## TASK REQUIREMENTS
Rescale all the entries below. Write out every line again, requests included, with each box's left, top, right and bottom values multiplied by 2.55 and rounded to the nearest whole number, halves rounding up.
########################################
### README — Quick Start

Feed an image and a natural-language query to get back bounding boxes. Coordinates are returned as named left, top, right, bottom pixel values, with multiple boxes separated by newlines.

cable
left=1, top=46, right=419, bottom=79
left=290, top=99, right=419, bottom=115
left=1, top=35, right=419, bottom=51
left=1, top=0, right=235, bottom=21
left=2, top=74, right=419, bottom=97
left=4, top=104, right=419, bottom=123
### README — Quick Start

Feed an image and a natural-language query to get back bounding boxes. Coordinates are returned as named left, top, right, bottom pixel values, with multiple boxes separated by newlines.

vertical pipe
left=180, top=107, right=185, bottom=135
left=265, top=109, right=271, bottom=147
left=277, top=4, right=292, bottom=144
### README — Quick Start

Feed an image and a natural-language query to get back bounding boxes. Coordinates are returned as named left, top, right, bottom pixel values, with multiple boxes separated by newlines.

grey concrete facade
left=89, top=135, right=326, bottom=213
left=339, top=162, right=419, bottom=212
########################################
## THE ANSWER
### README — Quick Start

Feed an image and a natural-language query to get back bounding boxes. Coordinates are returned as named left, top, right, bottom pixel values, with multiple boxes separated by newlines.

cable
left=3, top=117, right=1068, bottom=201
left=740, top=252, right=1068, bottom=293
left=3, top=89, right=1068, bottom=130
left=3, top=0, right=599, bottom=54
left=5, top=189, right=1068, bottom=247
left=10, top=265, right=1068, bottom=314
### README — Quick Start

Feed an image and a natural-language query to get back bounding boxes. Coordinates are returned as named left, top, right, bottom pixel values, with multiple boxes separated by newlines.

vertical pipe
left=459, top=273, right=472, bottom=344
left=676, top=278, right=691, bottom=375
left=706, top=10, right=745, bottom=367
### README — Quick Start

Feed an image and a natural-language query to get back bounding boxes. Coordinates are returned as named left, top, right, bottom pixel values, with multiple boxes separated by newlines.

grey concrete facade
left=227, top=344, right=831, bottom=543
left=864, top=413, right=1068, bottom=541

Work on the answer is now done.